[What you should do]: Copy every line of the records below where the word "puzzle" occurs.

[Data shown]:
((
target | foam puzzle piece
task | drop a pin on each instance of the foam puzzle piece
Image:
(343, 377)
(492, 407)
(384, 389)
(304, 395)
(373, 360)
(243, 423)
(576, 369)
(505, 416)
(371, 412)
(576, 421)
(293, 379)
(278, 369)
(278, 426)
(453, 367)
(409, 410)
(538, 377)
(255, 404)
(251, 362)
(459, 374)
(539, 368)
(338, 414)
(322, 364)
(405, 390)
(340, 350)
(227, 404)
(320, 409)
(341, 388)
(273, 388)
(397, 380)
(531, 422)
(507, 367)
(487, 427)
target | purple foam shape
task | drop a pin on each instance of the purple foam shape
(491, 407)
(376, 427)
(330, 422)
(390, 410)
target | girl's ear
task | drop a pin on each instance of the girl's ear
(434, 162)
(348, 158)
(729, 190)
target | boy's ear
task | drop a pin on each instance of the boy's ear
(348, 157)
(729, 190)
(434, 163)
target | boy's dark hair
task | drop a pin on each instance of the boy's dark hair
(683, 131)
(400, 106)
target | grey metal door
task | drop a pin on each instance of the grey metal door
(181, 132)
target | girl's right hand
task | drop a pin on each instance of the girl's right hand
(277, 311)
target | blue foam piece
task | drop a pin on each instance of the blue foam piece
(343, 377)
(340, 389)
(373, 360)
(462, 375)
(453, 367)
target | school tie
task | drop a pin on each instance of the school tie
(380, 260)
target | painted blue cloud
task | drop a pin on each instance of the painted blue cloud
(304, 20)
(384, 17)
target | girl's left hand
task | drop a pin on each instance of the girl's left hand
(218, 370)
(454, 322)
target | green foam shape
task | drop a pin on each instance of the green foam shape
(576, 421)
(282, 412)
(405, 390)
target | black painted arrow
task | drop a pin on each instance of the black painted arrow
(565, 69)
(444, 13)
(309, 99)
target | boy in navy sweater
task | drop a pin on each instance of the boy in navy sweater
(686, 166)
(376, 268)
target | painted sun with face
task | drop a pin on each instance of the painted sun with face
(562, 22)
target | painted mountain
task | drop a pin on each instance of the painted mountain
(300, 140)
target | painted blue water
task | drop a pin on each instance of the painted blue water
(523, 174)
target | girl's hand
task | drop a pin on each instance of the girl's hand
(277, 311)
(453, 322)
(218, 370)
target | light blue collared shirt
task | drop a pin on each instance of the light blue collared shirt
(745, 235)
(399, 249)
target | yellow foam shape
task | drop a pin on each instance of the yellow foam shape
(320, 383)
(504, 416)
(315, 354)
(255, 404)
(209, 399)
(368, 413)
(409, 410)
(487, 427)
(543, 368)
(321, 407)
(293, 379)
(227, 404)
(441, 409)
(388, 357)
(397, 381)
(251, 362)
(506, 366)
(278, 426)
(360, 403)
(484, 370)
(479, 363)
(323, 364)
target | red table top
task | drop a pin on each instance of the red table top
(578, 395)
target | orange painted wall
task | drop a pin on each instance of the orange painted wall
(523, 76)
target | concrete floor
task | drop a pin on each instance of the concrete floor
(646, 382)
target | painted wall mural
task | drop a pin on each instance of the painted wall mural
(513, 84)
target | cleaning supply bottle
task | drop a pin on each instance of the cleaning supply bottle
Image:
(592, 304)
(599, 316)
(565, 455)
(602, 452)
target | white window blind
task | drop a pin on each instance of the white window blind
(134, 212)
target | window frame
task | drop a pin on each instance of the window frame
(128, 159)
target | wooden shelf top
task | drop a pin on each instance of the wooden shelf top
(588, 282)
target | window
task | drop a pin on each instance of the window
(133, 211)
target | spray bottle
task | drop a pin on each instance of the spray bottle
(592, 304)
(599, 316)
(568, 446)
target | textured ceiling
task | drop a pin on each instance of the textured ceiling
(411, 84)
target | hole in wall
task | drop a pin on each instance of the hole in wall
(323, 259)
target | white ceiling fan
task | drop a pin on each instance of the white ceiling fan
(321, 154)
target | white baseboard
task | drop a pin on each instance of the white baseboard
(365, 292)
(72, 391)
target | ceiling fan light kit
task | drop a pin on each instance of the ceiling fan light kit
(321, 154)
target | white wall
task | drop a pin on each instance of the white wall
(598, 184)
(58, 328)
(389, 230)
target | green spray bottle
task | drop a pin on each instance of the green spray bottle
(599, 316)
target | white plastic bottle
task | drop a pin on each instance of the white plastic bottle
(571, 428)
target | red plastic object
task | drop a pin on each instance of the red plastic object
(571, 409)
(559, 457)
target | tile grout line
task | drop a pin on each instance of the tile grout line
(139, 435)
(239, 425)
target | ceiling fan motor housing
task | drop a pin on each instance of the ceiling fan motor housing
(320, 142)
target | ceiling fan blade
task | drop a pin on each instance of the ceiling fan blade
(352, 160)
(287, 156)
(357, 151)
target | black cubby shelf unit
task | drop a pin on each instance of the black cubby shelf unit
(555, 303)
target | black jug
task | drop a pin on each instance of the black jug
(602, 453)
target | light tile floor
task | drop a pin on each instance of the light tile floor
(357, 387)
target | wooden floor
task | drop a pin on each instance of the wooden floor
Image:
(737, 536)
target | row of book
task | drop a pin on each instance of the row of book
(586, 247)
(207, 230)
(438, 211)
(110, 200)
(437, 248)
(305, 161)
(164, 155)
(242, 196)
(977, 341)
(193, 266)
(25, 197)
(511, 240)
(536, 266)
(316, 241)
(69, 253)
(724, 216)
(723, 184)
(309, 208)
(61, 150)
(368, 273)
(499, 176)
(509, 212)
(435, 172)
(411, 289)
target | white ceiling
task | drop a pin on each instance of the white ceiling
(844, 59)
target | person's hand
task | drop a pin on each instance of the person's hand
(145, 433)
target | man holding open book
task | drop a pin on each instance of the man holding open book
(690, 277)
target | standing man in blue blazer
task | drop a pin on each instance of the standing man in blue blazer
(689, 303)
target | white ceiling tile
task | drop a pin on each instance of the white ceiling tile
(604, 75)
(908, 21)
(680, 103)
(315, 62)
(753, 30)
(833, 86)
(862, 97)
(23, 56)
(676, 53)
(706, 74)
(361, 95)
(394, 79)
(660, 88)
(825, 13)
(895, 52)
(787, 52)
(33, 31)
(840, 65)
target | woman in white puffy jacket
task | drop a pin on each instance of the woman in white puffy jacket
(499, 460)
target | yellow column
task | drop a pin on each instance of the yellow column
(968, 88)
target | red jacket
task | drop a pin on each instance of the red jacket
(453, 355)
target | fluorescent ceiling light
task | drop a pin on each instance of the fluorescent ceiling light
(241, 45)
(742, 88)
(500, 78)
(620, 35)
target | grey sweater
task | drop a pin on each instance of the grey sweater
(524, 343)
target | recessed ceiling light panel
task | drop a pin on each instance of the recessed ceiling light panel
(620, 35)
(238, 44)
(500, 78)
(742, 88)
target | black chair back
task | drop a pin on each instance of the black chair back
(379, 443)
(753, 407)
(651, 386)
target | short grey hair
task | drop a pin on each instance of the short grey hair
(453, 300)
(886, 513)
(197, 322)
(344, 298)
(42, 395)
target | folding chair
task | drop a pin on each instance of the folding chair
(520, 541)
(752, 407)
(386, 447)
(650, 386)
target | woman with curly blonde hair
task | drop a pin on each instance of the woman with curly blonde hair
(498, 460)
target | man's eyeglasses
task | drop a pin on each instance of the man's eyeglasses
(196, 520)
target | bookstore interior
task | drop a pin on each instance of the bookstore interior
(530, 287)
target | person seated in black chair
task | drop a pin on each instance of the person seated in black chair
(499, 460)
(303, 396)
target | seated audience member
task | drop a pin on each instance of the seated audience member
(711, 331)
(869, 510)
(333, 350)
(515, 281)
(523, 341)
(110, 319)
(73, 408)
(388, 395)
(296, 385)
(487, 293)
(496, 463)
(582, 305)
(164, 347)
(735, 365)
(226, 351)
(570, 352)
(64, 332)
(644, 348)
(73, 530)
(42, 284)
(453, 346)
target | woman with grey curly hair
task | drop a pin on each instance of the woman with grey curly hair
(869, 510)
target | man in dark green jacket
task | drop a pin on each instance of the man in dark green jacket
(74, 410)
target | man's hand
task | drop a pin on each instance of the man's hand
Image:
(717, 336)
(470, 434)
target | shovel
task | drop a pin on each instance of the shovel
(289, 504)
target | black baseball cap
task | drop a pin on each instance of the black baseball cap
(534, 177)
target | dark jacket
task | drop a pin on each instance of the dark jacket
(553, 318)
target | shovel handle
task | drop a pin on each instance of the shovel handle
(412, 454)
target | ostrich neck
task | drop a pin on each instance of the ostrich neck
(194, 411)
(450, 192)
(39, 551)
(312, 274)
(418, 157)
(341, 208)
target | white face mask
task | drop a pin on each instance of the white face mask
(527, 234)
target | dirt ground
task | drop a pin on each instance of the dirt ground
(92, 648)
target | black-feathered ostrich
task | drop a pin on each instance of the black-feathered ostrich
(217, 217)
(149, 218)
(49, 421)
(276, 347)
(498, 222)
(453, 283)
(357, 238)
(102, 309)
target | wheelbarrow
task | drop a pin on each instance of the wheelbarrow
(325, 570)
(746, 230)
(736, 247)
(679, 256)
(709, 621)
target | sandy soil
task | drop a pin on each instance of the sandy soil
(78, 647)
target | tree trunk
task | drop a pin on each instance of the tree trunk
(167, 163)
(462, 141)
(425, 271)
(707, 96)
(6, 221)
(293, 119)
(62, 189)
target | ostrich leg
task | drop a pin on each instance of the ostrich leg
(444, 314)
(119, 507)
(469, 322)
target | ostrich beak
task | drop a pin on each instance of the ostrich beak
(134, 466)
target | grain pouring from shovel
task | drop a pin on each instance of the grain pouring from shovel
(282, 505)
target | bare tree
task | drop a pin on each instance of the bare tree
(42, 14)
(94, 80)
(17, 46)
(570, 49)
))
[Answer space]:
target | foam puzzle piece
task | drop a pin on each instance of the foam puzzle piece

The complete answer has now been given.